--- start Text block ---
Religion, a friend of mine joked, is being treated today the same way homosexuality once was: As long as it is practiced only among consenting adults behind closed doors, it is tolerated.
I thought of this irreverent quip while watching NBC’S news coverage of the Supreme Court decision striking down Louisiana’s “creation science” law. The counsel who represented Louisiana argued that the legislature was merely seeking to assure equal discussion of equally valid theories regarding the origins of man; academic freedom demanded no less. Anchor Tom Brokaw appeared frustrated. Finally he growled, “But weren’t many sponsors of this bill religious people—doing this for religious reasons?”
For Brokaw, apparently a person with religious motivations has no business injecting those into public debate; it seems religious convictions might contaminate public policy.
This shocking attitude is held not just by the American Civil Liberties Union and People for the American Way, but by a lot of otherwise sensible people who have been conditioned into believing that public debate should be free of any religious influence.
The U.S. Supreme Court has encouraged this mindset. In 1971’s Lemon v. Curtzman, the Court applied a threefold test of constitutionality: first, a law’s primary effect must neither advance nor inhibit religion; second, it must not result in excessive entanglement of government with religion. Fair enough so far. But the third tenet holds that a law must be adopted with a “secular intent”—and that is where difficulties arise.
--- end Text block ---
--- start Material ---
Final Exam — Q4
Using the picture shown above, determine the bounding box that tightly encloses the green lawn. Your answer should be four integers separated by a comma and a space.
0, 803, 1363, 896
--- end Material ---
### Aim 1
In the essay on religion and public debate, which 1971 case applied a threefold test of constitutionality?
### Aim 2
Retype the stretch of the essay on religion and public debate from "For Brokaw, apparently" through "any religious influence.".
### Aim 3
Write the next part of the essay on religion and public debate, starting after its last sentence.

### Expected output 1
Lemon v. Curtzman

### Expected output 2
For Brokaw, apparently a person with religious motivations has no business injecting those into public debate; it seems religious convictions might contaminate public policy.
This shocking attitude is held not just by the American Civil Liberties Union and People for the American Way, but by a lot of otherwise sensible people who have been conditioned into believing that public debate should be free of any religious influence.

### Expected output 3
It was on this third point, in fact, that the Louisiana law was struck down. The law’s drafters expressly stated a secular purpose—balanced academic teaching—but that expressed purpose was held by the Court to be a “sham.” Justice Brennan argued bluntly in a majority decision that the sponsor’s motivation was religious—hence the law itself was unconstitutional.
My concern here is not to argue the merits of the Louisiana law. It may not have been wisely drafted or advanced true academic freedom. But the grounds on which it was struck down establishes a chilling precedent. If the effect of the Court’s decision is to hold that any motivation for passing a law—be it conservatism, liberalism, Marxism, or whatever—is valid except religion, then we will have perverted religious freedom into a monstrous form of religious repression.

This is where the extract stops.